Return every item below verbatim, reproducing each line without any alteration.

--- START Data records ---

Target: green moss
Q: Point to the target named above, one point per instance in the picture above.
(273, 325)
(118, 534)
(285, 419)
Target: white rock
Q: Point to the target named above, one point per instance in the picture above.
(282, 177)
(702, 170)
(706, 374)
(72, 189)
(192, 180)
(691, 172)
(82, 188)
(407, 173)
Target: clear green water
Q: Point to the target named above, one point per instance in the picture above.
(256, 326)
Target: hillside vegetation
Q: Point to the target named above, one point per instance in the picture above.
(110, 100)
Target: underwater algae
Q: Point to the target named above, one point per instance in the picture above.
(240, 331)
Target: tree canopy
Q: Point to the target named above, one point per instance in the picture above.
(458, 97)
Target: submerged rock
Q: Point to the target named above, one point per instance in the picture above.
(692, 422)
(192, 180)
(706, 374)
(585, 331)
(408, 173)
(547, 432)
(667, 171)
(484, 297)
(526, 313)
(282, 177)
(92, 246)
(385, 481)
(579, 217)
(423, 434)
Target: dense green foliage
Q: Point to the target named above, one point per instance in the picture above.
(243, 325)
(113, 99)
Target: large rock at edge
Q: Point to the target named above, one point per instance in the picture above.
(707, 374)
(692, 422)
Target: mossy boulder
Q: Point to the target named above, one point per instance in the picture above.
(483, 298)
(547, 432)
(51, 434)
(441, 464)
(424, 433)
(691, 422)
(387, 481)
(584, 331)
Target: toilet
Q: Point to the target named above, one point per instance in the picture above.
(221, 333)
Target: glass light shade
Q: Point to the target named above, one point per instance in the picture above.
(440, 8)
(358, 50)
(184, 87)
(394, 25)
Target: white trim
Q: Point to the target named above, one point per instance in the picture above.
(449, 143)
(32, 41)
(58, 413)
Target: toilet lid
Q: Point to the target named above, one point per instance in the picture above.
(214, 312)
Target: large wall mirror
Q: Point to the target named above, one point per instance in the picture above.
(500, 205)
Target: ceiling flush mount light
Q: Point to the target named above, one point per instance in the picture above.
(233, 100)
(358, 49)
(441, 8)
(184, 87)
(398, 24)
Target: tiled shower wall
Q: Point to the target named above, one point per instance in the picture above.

--- END Data records ---

§ Full output
Target: green moss
Q: Point to the target named above, one point per instance in the picture above.
(273, 325)
(118, 534)
(285, 419)
Target: white rock
Q: Point to the target named above, one point per instance in the picture above.
(282, 177)
(702, 170)
(706, 374)
(72, 189)
(192, 180)
(691, 172)
(82, 188)
(407, 173)
Target: clear green water
Q: Point to the target named above, one point per instance in the picture above.
(256, 326)
Target: hillside vegetation
Q: Point to the target named above, one point per instance in the picture above.
(110, 100)
Target: underwater algae
Q: Point to the target named above, one point per instance in the picture above.
(240, 331)
Target: tree canopy
Q: Point to the target named above, one point per instance in the picture above.
(458, 97)
Target: submerged rock
Q: Point to the target named above, one point per instance in the picture above.
(692, 422)
(192, 180)
(706, 374)
(585, 331)
(408, 173)
(547, 432)
(667, 171)
(484, 297)
(526, 313)
(282, 177)
(92, 246)
(385, 481)
(579, 217)
(423, 434)
Target: dense green foliage
Q: Point to the target named above, one point per instance in the picture above.
(243, 325)
(113, 99)
Target: large rock at edge
Q: Point to the target named above, one point per instance in the picture above.
(707, 374)
(692, 422)
Target: mossy boulder
Q: Point to the target named above, one point per instance in the picture above.
(483, 298)
(547, 432)
(51, 434)
(441, 464)
(424, 433)
(691, 422)
(387, 481)
(584, 331)
Target: toilet
Q: Point to the target named above, one point per instance in the picture above.
(221, 333)
Target: glass light shade
Q: Point to the target named above, one point per instance in the picture above.
(440, 8)
(358, 50)
(184, 87)
(394, 25)
Target: white trim
Q: Point to the target named above, one point per instance in the picture above.
(449, 143)
(32, 41)
(58, 413)
Target: toilet lid
Q: Point to the target named above, one point per instance in the picture above.
(214, 312)
Target: large wall mirror
Q: Point to the target named above, one point per instance in the picture above.
(500, 205)
Target: ceiling flush mount light
Q: Point to the target named above, one point per instance in the picture above.
(233, 100)
(358, 49)
(441, 8)
(184, 87)
(398, 24)
Target: tiled shower wall
Q: Point to the target named above, one point per instance in the picture above.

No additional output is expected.